=== Begin Enclosure ===

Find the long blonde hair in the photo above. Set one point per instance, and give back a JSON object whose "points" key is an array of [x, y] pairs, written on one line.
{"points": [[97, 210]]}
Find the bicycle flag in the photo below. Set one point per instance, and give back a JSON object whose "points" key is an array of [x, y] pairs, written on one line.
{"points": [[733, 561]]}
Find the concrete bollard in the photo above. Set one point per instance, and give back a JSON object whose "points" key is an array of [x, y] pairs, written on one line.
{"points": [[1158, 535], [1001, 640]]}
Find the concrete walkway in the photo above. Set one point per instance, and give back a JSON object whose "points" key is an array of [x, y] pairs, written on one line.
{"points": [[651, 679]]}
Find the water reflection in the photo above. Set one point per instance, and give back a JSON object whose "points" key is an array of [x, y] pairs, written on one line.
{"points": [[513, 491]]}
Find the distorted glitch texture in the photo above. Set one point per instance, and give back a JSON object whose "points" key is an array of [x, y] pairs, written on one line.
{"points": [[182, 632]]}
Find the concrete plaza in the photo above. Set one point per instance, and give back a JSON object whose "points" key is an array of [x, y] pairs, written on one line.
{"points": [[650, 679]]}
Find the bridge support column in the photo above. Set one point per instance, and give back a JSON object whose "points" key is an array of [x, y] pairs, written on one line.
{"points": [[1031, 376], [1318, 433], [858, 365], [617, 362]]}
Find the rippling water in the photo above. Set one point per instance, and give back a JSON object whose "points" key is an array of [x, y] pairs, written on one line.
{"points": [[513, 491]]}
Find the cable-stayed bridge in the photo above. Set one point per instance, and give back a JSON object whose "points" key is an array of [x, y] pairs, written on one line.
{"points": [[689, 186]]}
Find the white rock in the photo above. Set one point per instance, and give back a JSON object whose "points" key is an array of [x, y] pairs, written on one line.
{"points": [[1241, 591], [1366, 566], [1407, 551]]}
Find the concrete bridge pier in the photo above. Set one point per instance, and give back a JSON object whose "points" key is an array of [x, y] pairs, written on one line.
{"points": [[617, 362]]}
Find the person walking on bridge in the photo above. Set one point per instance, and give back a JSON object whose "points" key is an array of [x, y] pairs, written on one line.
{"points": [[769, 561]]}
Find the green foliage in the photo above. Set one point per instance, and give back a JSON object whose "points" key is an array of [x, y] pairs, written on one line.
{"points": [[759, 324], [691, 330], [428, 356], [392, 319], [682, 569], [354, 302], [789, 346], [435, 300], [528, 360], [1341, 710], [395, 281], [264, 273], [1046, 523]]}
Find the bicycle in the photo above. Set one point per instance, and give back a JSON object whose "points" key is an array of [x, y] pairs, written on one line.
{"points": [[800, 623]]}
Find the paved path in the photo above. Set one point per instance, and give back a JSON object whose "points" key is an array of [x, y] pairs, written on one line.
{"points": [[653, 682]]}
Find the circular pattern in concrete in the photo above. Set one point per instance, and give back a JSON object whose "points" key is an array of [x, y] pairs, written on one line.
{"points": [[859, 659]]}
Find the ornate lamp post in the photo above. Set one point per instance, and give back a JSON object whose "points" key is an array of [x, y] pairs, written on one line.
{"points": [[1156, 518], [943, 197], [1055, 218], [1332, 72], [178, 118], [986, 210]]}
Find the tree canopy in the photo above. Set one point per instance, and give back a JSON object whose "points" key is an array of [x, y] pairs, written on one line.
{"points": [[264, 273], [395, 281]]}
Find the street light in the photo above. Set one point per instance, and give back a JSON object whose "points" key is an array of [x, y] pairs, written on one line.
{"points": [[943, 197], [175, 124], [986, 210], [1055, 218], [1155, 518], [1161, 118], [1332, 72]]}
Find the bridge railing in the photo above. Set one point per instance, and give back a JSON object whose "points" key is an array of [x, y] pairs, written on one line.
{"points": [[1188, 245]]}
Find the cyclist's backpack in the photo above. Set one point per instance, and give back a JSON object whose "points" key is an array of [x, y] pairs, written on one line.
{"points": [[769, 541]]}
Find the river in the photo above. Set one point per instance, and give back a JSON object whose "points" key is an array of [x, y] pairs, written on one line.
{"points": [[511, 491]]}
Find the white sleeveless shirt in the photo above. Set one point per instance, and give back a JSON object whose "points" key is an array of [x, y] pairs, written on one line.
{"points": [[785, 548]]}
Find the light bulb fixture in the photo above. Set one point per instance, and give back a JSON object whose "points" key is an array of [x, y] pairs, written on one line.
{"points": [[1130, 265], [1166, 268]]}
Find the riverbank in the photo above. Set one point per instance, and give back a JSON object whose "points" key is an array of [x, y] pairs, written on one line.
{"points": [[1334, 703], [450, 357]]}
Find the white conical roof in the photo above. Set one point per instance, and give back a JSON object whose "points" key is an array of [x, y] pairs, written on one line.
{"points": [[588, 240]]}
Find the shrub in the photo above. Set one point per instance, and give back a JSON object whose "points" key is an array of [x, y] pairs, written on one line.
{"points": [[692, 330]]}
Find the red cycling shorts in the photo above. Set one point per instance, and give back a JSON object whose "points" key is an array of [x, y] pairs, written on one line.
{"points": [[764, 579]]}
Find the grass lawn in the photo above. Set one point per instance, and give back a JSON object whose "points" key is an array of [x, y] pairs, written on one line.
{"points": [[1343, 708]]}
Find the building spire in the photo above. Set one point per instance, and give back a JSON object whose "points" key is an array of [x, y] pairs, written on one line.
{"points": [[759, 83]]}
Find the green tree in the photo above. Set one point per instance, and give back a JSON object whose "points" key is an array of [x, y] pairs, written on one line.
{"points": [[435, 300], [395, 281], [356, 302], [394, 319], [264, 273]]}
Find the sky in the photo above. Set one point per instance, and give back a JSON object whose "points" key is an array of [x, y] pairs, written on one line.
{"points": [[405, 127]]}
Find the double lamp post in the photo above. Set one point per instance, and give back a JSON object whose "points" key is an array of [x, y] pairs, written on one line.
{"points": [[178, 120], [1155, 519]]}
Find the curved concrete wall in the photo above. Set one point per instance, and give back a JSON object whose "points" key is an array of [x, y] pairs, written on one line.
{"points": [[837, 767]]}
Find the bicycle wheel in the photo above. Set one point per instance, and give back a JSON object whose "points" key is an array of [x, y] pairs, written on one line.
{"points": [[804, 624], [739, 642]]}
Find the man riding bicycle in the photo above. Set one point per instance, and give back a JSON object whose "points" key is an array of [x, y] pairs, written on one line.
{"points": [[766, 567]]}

=== End Enclosure ===

*WHAT THIS TASK INVOLVES*
Write out every entry once more, precisely as it stands.

*OUTPUT BELOW*
Find the long blonde hair in the photo above. Set one point per instance, and give back a JSON object whose "points" key is an array of [x, y] pairs, written on one line.
{"points": [[97, 210]]}
Find the bicycle flag in the photo below. Set one point per instance, and give back a JSON object whose "points" key is an array of [x, y] pairs, written on one line.
{"points": [[733, 561]]}
Find the concrete bollard in the photo above. Set one point per instance, and give back a JSON object whose "points" key is an array of [x, y] pairs, written on one line.
{"points": [[1158, 535], [1001, 640]]}
Find the concrete walkway in the photo above. Set one point per instance, and give back a JSON object whose "points" key is an array of [x, y] pairs, written on one line.
{"points": [[651, 679]]}
Find the water reflection in the photo above. Set one point per instance, and give back a JSON object whose "points" key is an array of [x, y] pairs, written on one line.
{"points": [[513, 491]]}
Find the distorted glitch texture in the photo above. Set one point per instance, and give back a JSON object whose "points" key is an array of [x, y] pairs, written on one line.
{"points": [[182, 632]]}
Find the concrete plaza in the photo above. Set one point per instance, and give back a JSON object whose "points" key is an array of [x, y] pairs, written on one line.
{"points": [[650, 679]]}
Find the bridge support column in the photo above. Set one point per instance, and give back a JSON object whose "points" key is an array of [x, y] pairs, written on one line.
{"points": [[1031, 376], [1318, 433], [858, 365], [617, 362]]}
Find the rippling water in the photo above. Set one point per instance, and give back a JSON object whose "points" key is an array of [x, y] pairs, written on one line.
{"points": [[513, 491]]}
Find the cable-stayed bridge in the photo above. Set one point per instance, and give back a JSON object whose "points" key is an array of [x, y] pairs, written on one line.
{"points": [[689, 186]]}
Find the white rock in the photo above. Set one point per instance, and give back a JSON object whose "points" key is an array of [x, y] pairs, written on one line.
{"points": [[1241, 591], [1366, 566], [1407, 551]]}
Find the concrete bridge pier in the photo above. Set one point per instance, and give back a JSON object whose "points" key is an array of [x, y] pairs, written on one line.
{"points": [[617, 362]]}
Find the person walking on bridge in the photo above. Set one point per instance, and give back a JSON object whose "points" key is an array of [x, y] pairs, written on one line.
{"points": [[769, 561]]}
Find the green foliage in the photo above. Set one point per instance, and give back a JSON object whose "points" key is an array of [x, y] pairs, written on one line.
{"points": [[759, 324], [691, 330], [428, 356], [392, 319], [682, 569], [354, 302], [789, 346], [435, 300], [528, 360], [1341, 710], [395, 281], [264, 273], [1046, 523]]}
Find the bicycle in the photo above. Set one point per instance, and give back a JSON object whose "points" key is an array of [x, y] pairs, written on one line.
{"points": [[800, 623]]}
Find the paved path in the photo above. Set one point per instance, and give back a JSON object whose "points" key is an array of [x, y] pairs, written on one line.
{"points": [[653, 682]]}
Find the circular pattern in concrete in the photo above. Set one point per instance, and give back a JSON object whose "points" key is an array of [x, y] pairs, written on one line.
{"points": [[859, 659]]}
Find the ornate lamp post in the photo above. Set one point per instance, and give back a JSON object whose "points" key is an array of [x, y] pairs, written on one line.
{"points": [[1156, 518], [943, 197], [1055, 218], [1332, 72], [178, 118], [986, 210]]}
Find the tree canopy in the photo above. Set one point per instance, and give back a JSON object whose "points" key is an array of [x, y] pairs, written on one line.
{"points": [[264, 273], [395, 281]]}
Find the street light in the photo above. Set one point per instance, and give back a JSON object whose "points" key is an array of [x, y] pairs, written on one line.
{"points": [[943, 197], [175, 124], [986, 210], [1055, 218], [1155, 518], [1161, 118], [1332, 72]]}
Find the bridge railing in the photo above. Set one point per instance, and give back a JSON object whose "points" key is an array of [x, y] pairs, written on one line.
{"points": [[1188, 245]]}
Find the cyclist's backpack in the photo above. Set one point per instance, and give back a JSON object whose "points" key is an array of [x, y] pairs, written on one line.
{"points": [[769, 541]]}
Find the river in the photo above. Set one point per instance, and give back a JSON object whose "points" key is an array of [x, y] pairs, written on one line.
{"points": [[511, 491]]}
Find the white sleeveless shirt in the photo above. Set one point per instance, and give back a JSON object whose "points" key is an array of [x, y] pairs, written on one line.
{"points": [[785, 548]]}
Find the light bulb fixture in the photo above. Set one point per instance, and give back a JSON object whose "points" key is an array of [x, y] pairs, written on one line.
{"points": [[1130, 265], [1166, 268]]}
Find the riverbank in the photo above. Set one point per instance, and give back a JSON object whose "points" key is an array of [x, y] pairs, written on one line.
{"points": [[1334, 703], [450, 357]]}
Find the white conical roof in the photo above. Set one point per instance, and give back a JSON object whose "points" key is an array of [x, y] pairs, written on one line.
{"points": [[588, 240]]}
Find the shrub in the photo above. Set one point per instance, and give back a JSON object whose "points" key is an array of [x, y] pairs, written on one line.
{"points": [[692, 330]]}
Find the red cycling shorts in the photo above. Set one point per instance, and give back a JSON object whose "points" key is an array of [x, y] pairs, written on one line.
{"points": [[764, 579]]}
Find the grass lawn in the photo above. Set one point per instance, and give back a JSON object whose "points" key is an array of [x, y] pairs, written on one line.
{"points": [[1343, 708]]}
Find the building spire in the photo above. Set one point per instance, and give back a JSON object whose "points" key is an array of [x, y] pairs, written on one line.
{"points": [[759, 83]]}
Find the green tree in the photo above. Set one point per instance, and give back a JSON object whose "points" key is an array of [x, y] pairs, written on one line.
{"points": [[435, 300], [395, 281], [356, 302], [394, 319], [264, 273]]}
Find the sky in the photo above. Set one point per instance, and give back a JSON object whose "points" key is an array of [x, y] pairs, written on one line.
{"points": [[405, 127]]}
Find the double lamp post in the photo above. Set one point per instance, and give back a JSON object whose "points" key is an array of [x, y] pairs, written on one line.
{"points": [[178, 120], [1155, 519]]}
Find the curved concrete wall in the photo above. Set one point per instance, and give back a JSON object whose "points" key is an array of [x, y] pairs, written on one line.
{"points": [[837, 767]]}
Find the bicycle wheel in the photo above. Set one point per instance, and give back a JSON object whose "points" key is an array of [x, y] pairs, written on one line.
{"points": [[804, 624], [739, 642]]}
Find the man riding bicycle in the photo above. Set one point per instance, and give back a JSON object whose "points" key is an array of [x, y] pairs, written on one line.
{"points": [[766, 567]]}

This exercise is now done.